__DATA UNDER STUDY__:
□ □ □ □ □ □ □
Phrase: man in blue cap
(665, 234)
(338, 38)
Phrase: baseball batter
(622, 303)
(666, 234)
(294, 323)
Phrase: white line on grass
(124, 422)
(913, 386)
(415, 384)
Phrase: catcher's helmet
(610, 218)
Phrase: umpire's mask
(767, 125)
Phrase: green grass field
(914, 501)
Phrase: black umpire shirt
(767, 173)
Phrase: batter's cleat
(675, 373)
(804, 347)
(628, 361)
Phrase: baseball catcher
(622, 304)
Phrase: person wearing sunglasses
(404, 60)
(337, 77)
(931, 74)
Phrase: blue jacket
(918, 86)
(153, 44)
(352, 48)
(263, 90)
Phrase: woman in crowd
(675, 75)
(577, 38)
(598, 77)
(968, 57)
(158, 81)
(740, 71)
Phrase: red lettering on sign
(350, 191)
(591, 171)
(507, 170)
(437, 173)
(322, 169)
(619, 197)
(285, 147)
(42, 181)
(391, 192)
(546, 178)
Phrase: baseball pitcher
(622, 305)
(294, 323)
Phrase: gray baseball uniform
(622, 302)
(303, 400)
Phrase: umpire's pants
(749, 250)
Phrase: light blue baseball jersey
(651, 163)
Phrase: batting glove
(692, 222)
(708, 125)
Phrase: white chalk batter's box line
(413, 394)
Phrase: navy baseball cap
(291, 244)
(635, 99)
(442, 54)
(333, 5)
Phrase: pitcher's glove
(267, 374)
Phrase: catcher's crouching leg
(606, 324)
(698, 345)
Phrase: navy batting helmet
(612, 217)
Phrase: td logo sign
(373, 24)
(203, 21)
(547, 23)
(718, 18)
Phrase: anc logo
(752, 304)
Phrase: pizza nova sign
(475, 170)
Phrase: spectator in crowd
□ □ □ □ □ □ □
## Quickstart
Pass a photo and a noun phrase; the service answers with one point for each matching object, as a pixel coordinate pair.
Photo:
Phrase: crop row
□ □ □ □ □ □ □
__ASSIGNMENT__:
In your answer, include only the lines above starting at the line that holds "Phrase: batter's cleat" and ending at the line that holds "Phrase: spectator in crowd", copied exactly.

__REPLY__:
Phrase: batter's cleat
(675, 373)
(804, 347)
(628, 361)
Phrase: baseball catcher
(622, 304)
Phrase: person wearing sunglasses
(404, 60)
(337, 77)
(931, 74)
Phrase: blue jacket
(918, 86)
(153, 44)
(352, 48)
(263, 90)
Phrase: woman in crowd
(675, 75)
(577, 38)
(598, 77)
(968, 57)
(158, 81)
(740, 71)
Phrase: red lettering on sign
(350, 191)
(591, 171)
(507, 170)
(437, 173)
(322, 169)
(619, 197)
(285, 147)
(42, 181)
(391, 192)
(546, 178)
Phrase: baseball pitcher
(622, 305)
(294, 323)
Phrase: gray baseball uniform
(622, 302)
(303, 400)
Phrase: umpire's pants
(749, 250)
Phrase: light blue baseball jersey
(651, 163)
Phrase: batting glove
(692, 222)
(708, 125)
Phrase: white chalk batter's box line
(413, 394)
Phrase: navy baseball cap
(291, 244)
(635, 99)
(442, 54)
(333, 5)
Phrase: pitcher's glove
(267, 374)
Phrase: catcher's crouching leg
(606, 324)
(698, 345)
Phrase: navy batting helmet
(612, 217)
Phrase: td logo sign
(373, 24)
(203, 21)
(547, 23)
(718, 18)
Phrase: anc logo
(752, 304)
Phrase: pizza nova sign
(475, 170)
Phrase: spectator in crowd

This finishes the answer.